--- begin ---

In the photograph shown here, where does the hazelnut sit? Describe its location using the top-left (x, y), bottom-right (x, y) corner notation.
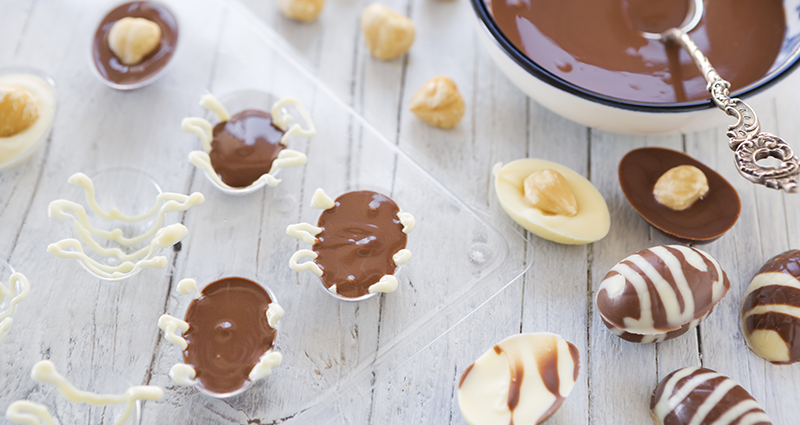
top-left (0, 86), bottom-right (39, 137)
top-left (523, 169), bottom-right (578, 217)
top-left (361, 3), bottom-right (414, 60)
top-left (653, 165), bottom-right (708, 211)
top-left (108, 17), bottom-right (161, 65)
top-left (278, 0), bottom-right (325, 22)
top-left (409, 75), bottom-right (464, 128)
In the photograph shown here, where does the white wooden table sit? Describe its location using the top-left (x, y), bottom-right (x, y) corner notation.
top-left (0, 0), bottom-right (800, 425)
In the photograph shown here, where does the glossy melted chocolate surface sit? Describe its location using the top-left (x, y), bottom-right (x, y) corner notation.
top-left (92, 1), bottom-right (178, 85)
top-left (491, 0), bottom-right (786, 103)
top-left (618, 148), bottom-right (742, 243)
top-left (312, 191), bottom-right (407, 298)
top-left (183, 277), bottom-right (275, 394)
top-left (209, 109), bottom-right (286, 187)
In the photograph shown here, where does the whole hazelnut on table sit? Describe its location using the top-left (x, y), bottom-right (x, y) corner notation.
top-left (278, 0), bottom-right (325, 22)
top-left (361, 3), bottom-right (415, 60)
top-left (409, 75), bottom-right (465, 128)
top-left (108, 17), bottom-right (161, 65)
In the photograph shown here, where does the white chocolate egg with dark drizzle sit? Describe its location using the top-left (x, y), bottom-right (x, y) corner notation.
top-left (650, 367), bottom-right (772, 425)
top-left (741, 249), bottom-right (800, 364)
top-left (596, 245), bottom-right (730, 343)
top-left (458, 333), bottom-right (580, 425)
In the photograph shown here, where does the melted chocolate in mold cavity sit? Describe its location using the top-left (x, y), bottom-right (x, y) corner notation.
top-left (183, 277), bottom-right (275, 394)
top-left (491, 0), bottom-right (786, 103)
top-left (618, 148), bottom-right (742, 244)
top-left (92, 1), bottom-right (178, 85)
top-left (312, 190), bottom-right (407, 298)
top-left (209, 109), bottom-right (286, 187)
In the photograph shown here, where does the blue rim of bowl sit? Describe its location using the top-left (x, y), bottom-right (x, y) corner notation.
top-left (470, 0), bottom-right (800, 113)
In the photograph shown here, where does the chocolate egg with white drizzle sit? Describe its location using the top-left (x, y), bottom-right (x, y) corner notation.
top-left (741, 249), bottom-right (800, 364)
top-left (596, 245), bottom-right (730, 343)
top-left (458, 332), bottom-right (580, 425)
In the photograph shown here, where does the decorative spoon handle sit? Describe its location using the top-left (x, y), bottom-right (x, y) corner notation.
top-left (662, 28), bottom-right (800, 193)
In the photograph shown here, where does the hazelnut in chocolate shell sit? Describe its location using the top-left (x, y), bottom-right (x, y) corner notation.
top-left (596, 245), bottom-right (730, 343)
top-left (741, 249), bottom-right (800, 364)
top-left (458, 333), bottom-right (580, 425)
top-left (92, 1), bottom-right (178, 90)
top-left (618, 148), bottom-right (742, 244)
top-left (650, 367), bottom-right (772, 425)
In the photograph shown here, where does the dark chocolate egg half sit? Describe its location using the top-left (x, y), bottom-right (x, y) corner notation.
top-left (596, 245), bottom-right (731, 343)
top-left (312, 190), bottom-right (408, 298)
top-left (618, 148), bottom-right (742, 244)
top-left (650, 367), bottom-right (772, 425)
top-left (183, 277), bottom-right (276, 394)
top-left (741, 249), bottom-right (800, 364)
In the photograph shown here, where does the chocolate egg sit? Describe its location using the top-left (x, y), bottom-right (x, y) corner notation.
top-left (618, 148), bottom-right (742, 244)
top-left (596, 245), bottom-right (731, 343)
top-left (458, 333), bottom-right (580, 425)
top-left (741, 249), bottom-right (800, 364)
top-left (650, 367), bottom-right (772, 425)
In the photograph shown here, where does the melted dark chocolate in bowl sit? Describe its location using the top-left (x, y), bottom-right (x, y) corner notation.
top-left (92, 1), bottom-right (178, 86)
top-left (209, 109), bottom-right (286, 187)
top-left (183, 277), bottom-right (276, 394)
top-left (312, 190), bottom-right (407, 298)
top-left (618, 148), bottom-right (742, 244)
top-left (491, 0), bottom-right (786, 103)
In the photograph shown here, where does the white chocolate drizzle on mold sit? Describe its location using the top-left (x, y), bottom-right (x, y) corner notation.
top-left (368, 274), bottom-right (397, 294)
top-left (169, 363), bottom-right (197, 387)
top-left (6, 400), bottom-right (58, 425)
top-left (181, 93), bottom-right (317, 190)
top-left (47, 173), bottom-right (205, 279)
top-left (397, 212), bottom-right (417, 234)
top-left (253, 350), bottom-right (283, 382)
top-left (177, 278), bottom-right (201, 299)
top-left (158, 314), bottom-right (189, 350)
top-left (267, 302), bottom-right (284, 329)
top-left (311, 187), bottom-right (336, 210)
top-left (31, 360), bottom-right (164, 425)
top-left (0, 272), bottom-right (31, 341)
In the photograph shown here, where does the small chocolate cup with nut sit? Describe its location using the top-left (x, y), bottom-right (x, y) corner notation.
top-left (618, 148), bottom-right (742, 244)
top-left (91, 1), bottom-right (178, 90)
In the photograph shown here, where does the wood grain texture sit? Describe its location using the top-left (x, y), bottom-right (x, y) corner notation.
top-left (0, 0), bottom-right (800, 425)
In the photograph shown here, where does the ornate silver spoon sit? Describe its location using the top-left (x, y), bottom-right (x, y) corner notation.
top-left (642, 0), bottom-right (800, 193)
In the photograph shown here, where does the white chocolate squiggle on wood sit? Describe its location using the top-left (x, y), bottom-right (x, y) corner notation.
top-left (158, 314), bottom-right (189, 350)
top-left (311, 187), bottom-right (336, 210)
top-left (6, 400), bottom-right (58, 425)
top-left (650, 367), bottom-right (772, 425)
top-left (368, 274), bottom-right (397, 294)
top-left (47, 223), bottom-right (188, 279)
top-left (31, 360), bottom-right (164, 425)
top-left (286, 223), bottom-right (322, 245)
top-left (177, 278), bottom-right (202, 299)
top-left (397, 212), bottom-right (417, 234)
top-left (248, 350), bottom-right (283, 382)
top-left (267, 302), bottom-right (284, 329)
top-left (181, 93), bottom-right (317, 191)
top-left (169, 363), bottom-right (197, 387)
top-left (0, 272), bottom-right (31, 341)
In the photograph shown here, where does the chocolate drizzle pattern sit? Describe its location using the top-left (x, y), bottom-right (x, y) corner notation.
top-left (741, 249), bottom-right (800, 364)
top-left (458, 333), bottom-right (580, 425)
top-left (183, 277), bottom-right (276, 394)
top-left (597, 245), bottom-right (730, 343)
top-left (209, 109), bottom-right (286, 187)
top-left (92, 1), bottom-right (178, 85)
top-left (312, 190), bottom-right (408, 298)
top-left (650, 367), bottom-right (772, 425)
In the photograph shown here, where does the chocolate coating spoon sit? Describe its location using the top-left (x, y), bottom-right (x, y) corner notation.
top-left (642, 0), bottom-right (800, 193)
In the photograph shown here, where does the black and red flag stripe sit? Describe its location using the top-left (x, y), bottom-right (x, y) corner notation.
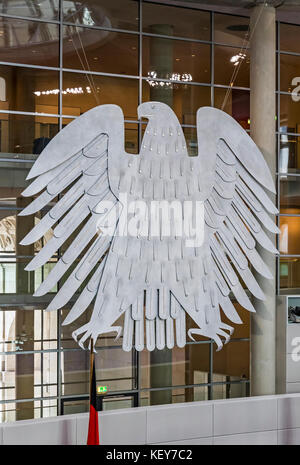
top-left (87, 350), bottom-right (99, 446)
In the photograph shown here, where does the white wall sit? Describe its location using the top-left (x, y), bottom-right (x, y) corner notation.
top-left (0, 394), bottom-right (300, 445)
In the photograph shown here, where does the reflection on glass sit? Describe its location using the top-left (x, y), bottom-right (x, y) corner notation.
top-left (143, 81), bottom-right (210, 125)
top-left (279, 215), bottom-right (300, 255)
top-left (280, 53), bottom-right (300, 93)
top-left (143, 2), bottom-right (210, 40)
top-left (279, 257), bottom-right (300, 294)
top-left (63, 26), bottom-right (138, 75)
top-left (62, 0), bottom-right (139, 30)
top-left (214, 88), bottom-right (250, 129)
top-left (212, 376), bottom-right (250, 400)
top-left (63, 72), bottom-right (138, 120)
top-left (143, 37), bottom-right (210, 86)
top-left (0, 66), bottom-right (59, 117)
top-left (0, 113), bottom-right (58, 157)
top-left (280, 95), bottom-right (300, 133)
top-left (278, 134), bottom-right (300, 173)
top-left (0, 16), bottom-right (59, 66)
top-left (0, 307), bottom-right (57, 421)
top-left (0, 0), bottom-right (59, 19)
top-left (213, 340), bottom-right (250, 382)
top-left (140, 386), bottom-right (208, 407)
top-left (214, 13), bottom-right (249, 47)
top-left (61, 347), bottom-right (135, 396)
top-left (280, 23), bottom-right (300, 53)
top-left (280, 176), bottom-right (300, 209)
top-left (215, 45), bottom-right (250, 87)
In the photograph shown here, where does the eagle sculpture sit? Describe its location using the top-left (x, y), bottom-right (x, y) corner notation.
top-left (20, 102), bottom-right (279, 351)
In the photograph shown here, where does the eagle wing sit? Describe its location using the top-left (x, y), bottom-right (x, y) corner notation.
top-left (20, 105), bottom-right (133, 323)
top-left (179, 107), bottom-right (280, 349)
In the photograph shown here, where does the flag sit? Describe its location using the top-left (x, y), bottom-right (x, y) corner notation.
top-left (87, 351), bottom-right (99, 446)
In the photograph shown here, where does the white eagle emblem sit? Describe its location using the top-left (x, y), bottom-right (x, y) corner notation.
top-left (21, 102), bottom-right (279, 351)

--- end ---

— Task directions —
Every line from the one containing "In the photograph shown here, where does the eagle wing" through the last line must be copied exactly; leave out the rest.

— Expected answer —
In the photograph shown here, where does the eagle wing sit? Describe its location using the top-left (x, y), bottom-right (x, y) corner notation.
top-left (20, 105), bottom-right (133, 323)
top-left (179, 107), bottom-right (280, 349)
In the photograph shown here, where does the flag sit? Describe its location using the top-left (x, y), bottom-right (x, y) corner notation.
top-left (87, 351), bottom-right (99, 446)
In the photograph shown here, where does the white eagle emblem sit? Describe its location using the top-left (x, y), bottom-right (x, y) corner notation.
top-left (21, 102), bottom-right (279, 351)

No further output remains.